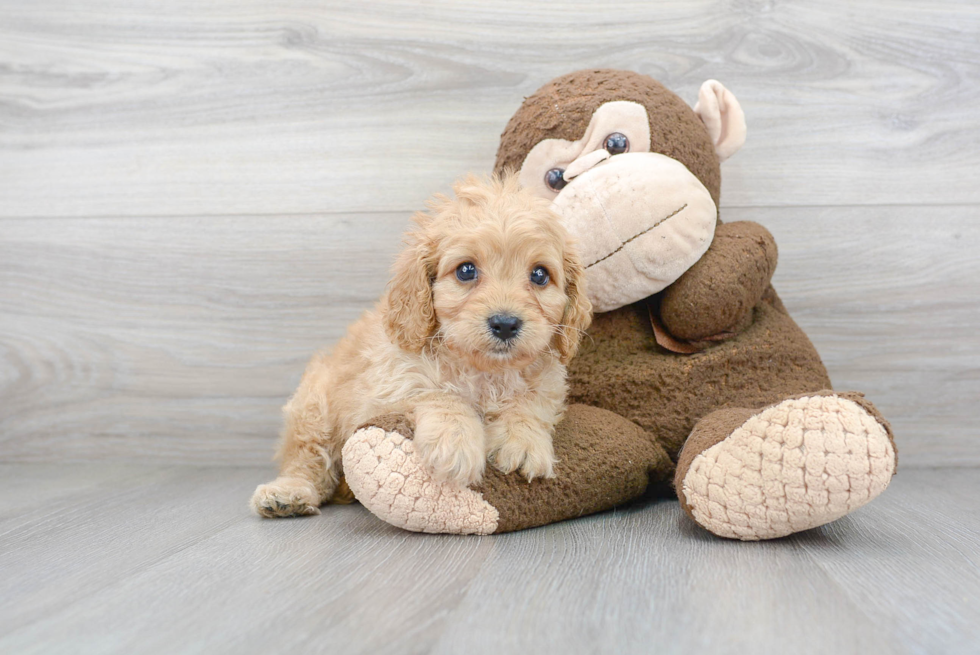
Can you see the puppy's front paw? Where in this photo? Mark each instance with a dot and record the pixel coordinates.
(519, 446)
(286, 497)
(452, 451)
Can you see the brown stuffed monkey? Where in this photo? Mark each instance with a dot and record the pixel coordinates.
(694, 377)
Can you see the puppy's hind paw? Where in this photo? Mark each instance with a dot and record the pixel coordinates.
(286, 497)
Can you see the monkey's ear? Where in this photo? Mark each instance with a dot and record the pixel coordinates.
(723, 116)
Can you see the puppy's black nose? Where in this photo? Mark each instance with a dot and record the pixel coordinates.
(504, 326)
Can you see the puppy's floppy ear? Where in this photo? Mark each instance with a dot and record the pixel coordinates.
(578, 309)
(409, 316)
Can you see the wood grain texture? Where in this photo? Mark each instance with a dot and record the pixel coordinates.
(176, 564)
(301, 106)
(178, 339)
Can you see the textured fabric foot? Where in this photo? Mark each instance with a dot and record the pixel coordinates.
(385, 473)
(793, 466)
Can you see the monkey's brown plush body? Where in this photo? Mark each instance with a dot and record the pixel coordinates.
(694, 379)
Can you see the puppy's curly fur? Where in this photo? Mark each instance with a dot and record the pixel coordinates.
(428, 349)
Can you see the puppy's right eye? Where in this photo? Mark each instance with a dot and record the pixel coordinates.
(466, 272)
(554, 179)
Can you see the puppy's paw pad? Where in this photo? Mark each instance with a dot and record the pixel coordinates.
(285, 497)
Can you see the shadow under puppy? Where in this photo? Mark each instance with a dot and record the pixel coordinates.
(485, 307)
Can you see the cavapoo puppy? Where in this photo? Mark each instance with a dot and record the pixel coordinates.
(484, 309)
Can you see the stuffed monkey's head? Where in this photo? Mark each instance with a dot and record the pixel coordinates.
(632, 170)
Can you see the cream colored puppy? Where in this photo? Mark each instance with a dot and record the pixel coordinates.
(484, 309)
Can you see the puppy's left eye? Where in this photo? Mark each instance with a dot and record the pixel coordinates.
(466, 272)
(539, 276)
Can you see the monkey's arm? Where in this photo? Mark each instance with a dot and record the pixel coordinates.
(717, 294)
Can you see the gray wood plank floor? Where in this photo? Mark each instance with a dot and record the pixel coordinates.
(166, 560)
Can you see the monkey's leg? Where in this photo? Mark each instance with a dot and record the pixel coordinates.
(806, 461)
(603, 460)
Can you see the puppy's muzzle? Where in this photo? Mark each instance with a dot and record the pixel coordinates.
(504, 326)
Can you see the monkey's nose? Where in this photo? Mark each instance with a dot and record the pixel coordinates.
(504, 326)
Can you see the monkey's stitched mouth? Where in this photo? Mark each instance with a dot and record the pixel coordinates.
(639, 234)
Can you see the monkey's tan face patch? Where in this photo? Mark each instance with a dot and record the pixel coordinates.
(640, 218)
(627, 118)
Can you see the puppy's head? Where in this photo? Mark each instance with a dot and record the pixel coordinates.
(492, 276)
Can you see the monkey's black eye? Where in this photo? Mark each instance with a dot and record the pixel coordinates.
(466, 272)
(539, 276)
(554, 179)
(616, 143)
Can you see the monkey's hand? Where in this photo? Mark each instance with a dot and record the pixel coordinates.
(716, 296)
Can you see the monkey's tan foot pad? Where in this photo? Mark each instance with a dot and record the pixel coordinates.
(386, 475)
(793, 466)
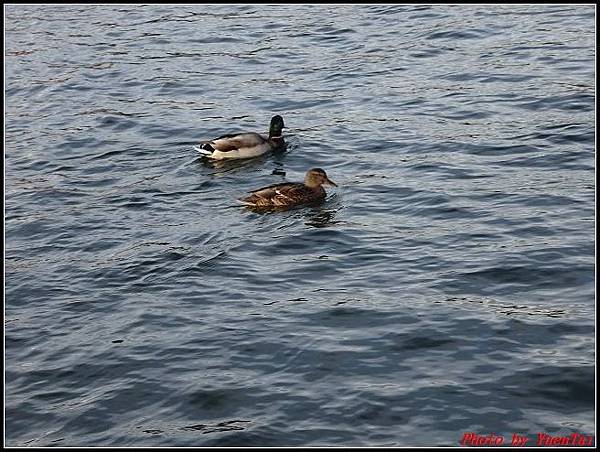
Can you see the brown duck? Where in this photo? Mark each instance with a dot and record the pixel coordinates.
(290, 194)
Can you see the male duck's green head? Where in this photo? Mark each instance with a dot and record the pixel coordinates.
(276, 126)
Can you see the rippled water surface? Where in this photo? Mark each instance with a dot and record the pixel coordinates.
(446, 286)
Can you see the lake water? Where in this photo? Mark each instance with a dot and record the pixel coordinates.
(446, 286)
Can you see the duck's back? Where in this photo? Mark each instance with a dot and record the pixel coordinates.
(284, 194)
(226, 143)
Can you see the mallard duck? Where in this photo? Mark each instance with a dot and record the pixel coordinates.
(291, 193)
(244, 145)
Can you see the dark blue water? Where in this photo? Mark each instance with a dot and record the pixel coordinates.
(446, 286)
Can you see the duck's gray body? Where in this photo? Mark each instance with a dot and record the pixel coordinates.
(244, 145)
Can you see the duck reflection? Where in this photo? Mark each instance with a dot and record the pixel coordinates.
(320, 217)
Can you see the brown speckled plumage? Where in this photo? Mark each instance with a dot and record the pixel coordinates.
(291, 193)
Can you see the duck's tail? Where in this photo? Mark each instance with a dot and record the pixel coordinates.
(205, 149)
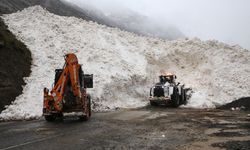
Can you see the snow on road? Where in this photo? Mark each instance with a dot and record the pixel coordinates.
(124, 64)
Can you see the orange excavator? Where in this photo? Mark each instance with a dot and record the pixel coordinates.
(68, 96)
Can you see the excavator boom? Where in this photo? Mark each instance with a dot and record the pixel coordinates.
(68, 93)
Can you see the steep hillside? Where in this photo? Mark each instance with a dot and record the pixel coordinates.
(124, 64)
(15, 64)
(54, 6)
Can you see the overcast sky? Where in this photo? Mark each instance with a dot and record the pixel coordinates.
(223, 20)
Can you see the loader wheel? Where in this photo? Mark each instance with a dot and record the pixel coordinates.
(50, 118)
(175, 98)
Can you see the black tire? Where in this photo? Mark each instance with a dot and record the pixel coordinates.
(86, 117)
(175, 98)
(153, 103)
(182, 96)
(185, 97)
(89, 104)
(50, 118)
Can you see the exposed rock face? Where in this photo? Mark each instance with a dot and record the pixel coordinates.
(14, 56)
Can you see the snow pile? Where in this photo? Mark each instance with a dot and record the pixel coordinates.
(124, 65)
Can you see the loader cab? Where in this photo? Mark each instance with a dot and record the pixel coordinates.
(87, 80)
(167, 78)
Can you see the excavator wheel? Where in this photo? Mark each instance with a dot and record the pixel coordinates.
(50, 118)
(86, 117)
(175, 98)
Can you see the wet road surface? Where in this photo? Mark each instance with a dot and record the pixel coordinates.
(145, 128)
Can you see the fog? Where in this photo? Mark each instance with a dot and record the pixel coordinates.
(224, 20)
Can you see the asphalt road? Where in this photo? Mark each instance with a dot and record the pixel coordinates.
(145, 128)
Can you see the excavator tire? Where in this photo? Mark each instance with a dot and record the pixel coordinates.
(175, 98)
(86, 117)
(153, 103)
(50, 118)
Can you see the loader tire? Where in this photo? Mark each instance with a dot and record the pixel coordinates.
(50, 118)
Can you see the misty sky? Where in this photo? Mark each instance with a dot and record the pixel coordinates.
(223, 20)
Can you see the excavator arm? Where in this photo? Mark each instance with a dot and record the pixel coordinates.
(71, 75)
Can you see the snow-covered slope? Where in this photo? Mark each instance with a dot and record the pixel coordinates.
(124, 65)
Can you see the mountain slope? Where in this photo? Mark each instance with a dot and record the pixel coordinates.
(15, 64)
(124, 64)
(54, 6)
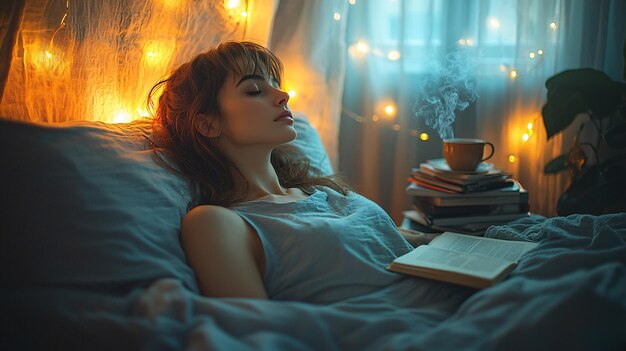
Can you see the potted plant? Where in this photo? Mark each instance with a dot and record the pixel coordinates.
(596, 182)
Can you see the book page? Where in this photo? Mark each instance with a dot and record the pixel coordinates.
(507, 250)
(426, 256)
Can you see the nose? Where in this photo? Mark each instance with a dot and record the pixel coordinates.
(282, 97)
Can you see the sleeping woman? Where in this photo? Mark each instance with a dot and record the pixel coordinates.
(260, 225)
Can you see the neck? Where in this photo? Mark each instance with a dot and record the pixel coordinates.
(256, 168)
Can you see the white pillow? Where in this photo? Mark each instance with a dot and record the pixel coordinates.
(84, 204)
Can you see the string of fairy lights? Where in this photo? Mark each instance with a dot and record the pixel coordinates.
(239, 10)
(361, 49)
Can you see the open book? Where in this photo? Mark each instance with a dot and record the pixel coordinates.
(461, 259)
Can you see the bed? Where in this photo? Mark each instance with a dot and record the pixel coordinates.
(90, 260)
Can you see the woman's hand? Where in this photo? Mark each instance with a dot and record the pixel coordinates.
(417, 238)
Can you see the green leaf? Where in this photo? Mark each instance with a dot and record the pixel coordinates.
(616, 136)
(556, 165)
(573, 92)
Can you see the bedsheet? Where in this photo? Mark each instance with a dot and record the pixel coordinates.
(568, 293)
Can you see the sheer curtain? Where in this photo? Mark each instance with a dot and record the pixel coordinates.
(509, 48)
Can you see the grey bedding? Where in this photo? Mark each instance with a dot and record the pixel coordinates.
(568, 293)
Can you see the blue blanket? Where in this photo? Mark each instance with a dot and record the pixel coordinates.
(568, 293)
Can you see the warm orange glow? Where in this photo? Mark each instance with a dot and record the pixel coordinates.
(236, 8)
(157, 53)
(143, 113)
(231, 4)
(390, 110)
(170, 3)
(122, 116)
(47, 61)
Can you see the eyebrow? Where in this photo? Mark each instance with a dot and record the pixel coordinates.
(255, 77)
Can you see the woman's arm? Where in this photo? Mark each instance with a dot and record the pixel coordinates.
(224, 252)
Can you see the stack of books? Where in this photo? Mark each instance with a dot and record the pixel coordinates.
(463, 202)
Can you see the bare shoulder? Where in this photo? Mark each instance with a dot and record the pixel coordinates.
(215, 225)
(216, 215)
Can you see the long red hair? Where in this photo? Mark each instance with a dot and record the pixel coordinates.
(193, 89)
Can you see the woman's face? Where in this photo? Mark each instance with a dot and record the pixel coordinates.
(251, 106)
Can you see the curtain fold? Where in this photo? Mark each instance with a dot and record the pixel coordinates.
(98, 59)
(514, 46)
(10, 20)
(309, 37)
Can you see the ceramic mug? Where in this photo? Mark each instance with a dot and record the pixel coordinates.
(464, 155)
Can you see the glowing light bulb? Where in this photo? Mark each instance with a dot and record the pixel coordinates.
(393, 55)
(121, 116)
(390, 110)
(494, 23)
(362, 47)
(142, 113)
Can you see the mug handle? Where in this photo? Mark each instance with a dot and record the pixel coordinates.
(493, 149)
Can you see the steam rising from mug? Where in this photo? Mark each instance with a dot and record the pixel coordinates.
(445, 88)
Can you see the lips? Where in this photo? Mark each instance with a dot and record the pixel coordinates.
(283, 115)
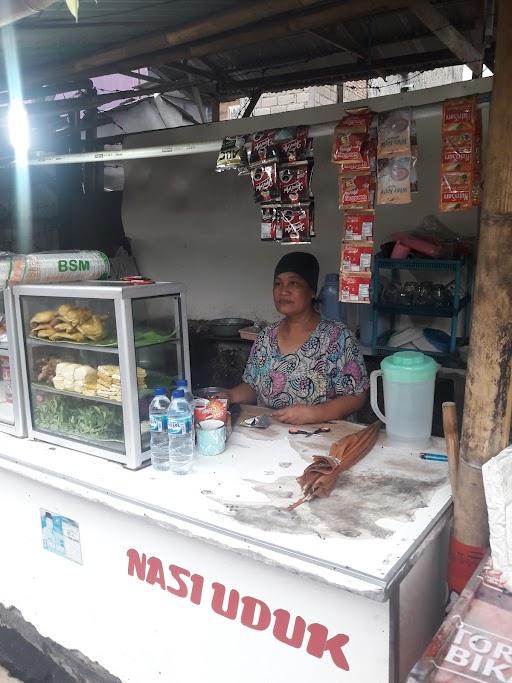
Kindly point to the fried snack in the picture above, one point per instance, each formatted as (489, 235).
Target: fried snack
(73, 315)
(94, 329)
(46, 333)
(43, 317)
(63, 327)
(66, 336)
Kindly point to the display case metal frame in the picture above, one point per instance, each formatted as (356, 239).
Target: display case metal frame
(122, 295)
(11, 349)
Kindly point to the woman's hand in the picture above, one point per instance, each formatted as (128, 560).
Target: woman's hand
(297, 415)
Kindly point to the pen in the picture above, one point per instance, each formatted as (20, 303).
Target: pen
(434, 456)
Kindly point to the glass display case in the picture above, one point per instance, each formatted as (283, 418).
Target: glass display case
(92, 356)
(12, 409)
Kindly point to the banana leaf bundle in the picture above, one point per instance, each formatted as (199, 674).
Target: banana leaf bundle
(319, 478)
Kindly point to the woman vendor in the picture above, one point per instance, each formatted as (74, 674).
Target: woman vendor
(309, 370)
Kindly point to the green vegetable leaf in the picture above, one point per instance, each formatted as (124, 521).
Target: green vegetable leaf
(73, 6)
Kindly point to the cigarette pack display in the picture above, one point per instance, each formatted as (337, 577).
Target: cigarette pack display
(294, 182)
(264, 182)
(271, 222)
(355, 289)
(357, 258)
(296, 224)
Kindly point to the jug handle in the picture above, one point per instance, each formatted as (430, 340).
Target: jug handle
(374, 376)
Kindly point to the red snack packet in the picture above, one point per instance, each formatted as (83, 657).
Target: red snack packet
(355, 289)
(357, 258)
(294, 183)
(296, 224)
(456, 191)
(357, 192)
(271, 223)
(295, 148)
(262, 147)
(359, 226)
(458, 152)
(460, 115)
(264, 182)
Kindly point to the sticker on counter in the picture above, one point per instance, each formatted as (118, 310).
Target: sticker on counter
(61, 536)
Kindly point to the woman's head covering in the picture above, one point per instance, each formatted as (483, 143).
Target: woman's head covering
(301, 263)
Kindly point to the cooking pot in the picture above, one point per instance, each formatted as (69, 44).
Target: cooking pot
(228, 327)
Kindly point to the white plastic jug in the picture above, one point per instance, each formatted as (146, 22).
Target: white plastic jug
(409, 379)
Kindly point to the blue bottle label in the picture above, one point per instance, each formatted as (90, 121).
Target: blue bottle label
(157, 423)
(180, 425)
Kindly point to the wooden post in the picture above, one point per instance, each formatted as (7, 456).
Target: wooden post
(488, 398)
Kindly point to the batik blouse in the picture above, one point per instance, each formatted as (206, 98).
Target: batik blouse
(329, 364)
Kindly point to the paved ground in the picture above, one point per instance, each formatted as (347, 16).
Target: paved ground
(5, 678)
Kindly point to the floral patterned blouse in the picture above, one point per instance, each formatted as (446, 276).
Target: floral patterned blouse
(329, 364)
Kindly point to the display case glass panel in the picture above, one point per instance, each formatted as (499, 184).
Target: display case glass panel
(94, 353)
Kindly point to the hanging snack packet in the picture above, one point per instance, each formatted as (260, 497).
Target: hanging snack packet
(357, 258)
(357, 192)
(296, 224)
(458, 153)
(394, 134)
(459, 115)
(294, 183)
(271, 222)
(262, 147)
(355, 289)
(264, 182)
(232, 153)
(349, 136)
(293, 144)
(359, 227)
(456, 191)
(394, 181)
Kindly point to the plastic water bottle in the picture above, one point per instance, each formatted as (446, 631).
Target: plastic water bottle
(179, 426)
(158, 410)
(189, 398)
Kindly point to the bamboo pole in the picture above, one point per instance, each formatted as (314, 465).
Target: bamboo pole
(488, 398)
(197, 30)
(13, 10)
(451, 435)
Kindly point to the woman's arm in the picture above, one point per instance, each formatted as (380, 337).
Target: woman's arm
(335, 409)
(243, 393)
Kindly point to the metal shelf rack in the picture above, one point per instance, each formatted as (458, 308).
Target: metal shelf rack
(461, 304)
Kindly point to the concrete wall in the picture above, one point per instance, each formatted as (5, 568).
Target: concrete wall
(188, 223)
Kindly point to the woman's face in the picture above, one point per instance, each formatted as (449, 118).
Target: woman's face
(292, 294)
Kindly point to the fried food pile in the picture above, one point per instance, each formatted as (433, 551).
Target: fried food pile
(69, 323)
(83, 379)
(109, 381)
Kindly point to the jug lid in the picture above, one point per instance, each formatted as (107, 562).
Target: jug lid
(409, 366)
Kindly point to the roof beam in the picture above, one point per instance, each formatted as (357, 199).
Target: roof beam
(252, 103)
(448, 34)
(270, 30)
(336, 74)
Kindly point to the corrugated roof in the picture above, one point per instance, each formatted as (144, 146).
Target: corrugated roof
(379, 43)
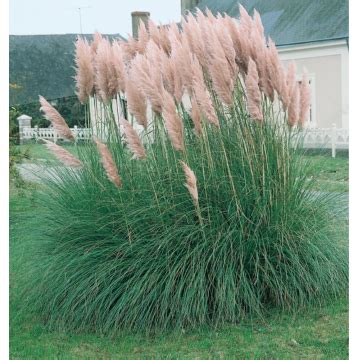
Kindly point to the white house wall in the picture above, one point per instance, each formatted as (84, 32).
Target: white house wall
(328, 68)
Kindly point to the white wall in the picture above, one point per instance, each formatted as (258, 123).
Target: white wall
(328, 66)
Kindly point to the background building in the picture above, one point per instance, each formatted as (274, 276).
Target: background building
(315, 34)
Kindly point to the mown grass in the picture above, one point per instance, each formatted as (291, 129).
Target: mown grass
(319, 333)
(333, 174)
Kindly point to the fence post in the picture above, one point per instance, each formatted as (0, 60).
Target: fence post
(333, 141)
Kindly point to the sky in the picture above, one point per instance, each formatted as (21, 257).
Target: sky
(106, 16)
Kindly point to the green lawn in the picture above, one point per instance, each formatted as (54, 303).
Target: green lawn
(333, 174)
(315, 334)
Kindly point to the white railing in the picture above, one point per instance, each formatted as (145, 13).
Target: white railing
(326, 138)
(36, 134)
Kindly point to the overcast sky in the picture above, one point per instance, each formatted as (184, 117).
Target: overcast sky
(105, 16)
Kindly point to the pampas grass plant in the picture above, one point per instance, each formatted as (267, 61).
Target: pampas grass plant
(214, 219)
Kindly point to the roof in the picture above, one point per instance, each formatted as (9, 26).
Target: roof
(292, 21)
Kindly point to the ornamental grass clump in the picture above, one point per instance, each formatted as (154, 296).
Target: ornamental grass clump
(198, 208)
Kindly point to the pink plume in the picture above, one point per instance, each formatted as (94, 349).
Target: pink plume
(108, 163)
(305, 99)
(136, 101)
(118, 66)
(294, 107)
(133, 140)
(253, 91)
(84, 70)
(190, 183)
(173, 122)
(196, 116)
(202, 94)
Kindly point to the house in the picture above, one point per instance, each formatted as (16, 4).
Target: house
(314, 34)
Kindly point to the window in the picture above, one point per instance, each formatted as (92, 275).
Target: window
(311, 122)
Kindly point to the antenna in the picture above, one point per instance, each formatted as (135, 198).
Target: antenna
(80, 18)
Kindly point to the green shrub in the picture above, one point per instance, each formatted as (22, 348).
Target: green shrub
(138, 257)
(146, 254)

-------------------------

* Problem to work on:
Exactly as written, copy the lines from the one containing "Kindly point to the antenna" to the end of the entries, both ends included.

* Exercise answer:
Kindly point to the antenna in the picture above, one point per instance, each formatted as (135, 198).
Target: antenna
(80, 18)
Kindly point to the green shrub in the picture above, one point per instance, each formatted as (22, 348).
Target: green shrub
(138, 257)
(146, 254)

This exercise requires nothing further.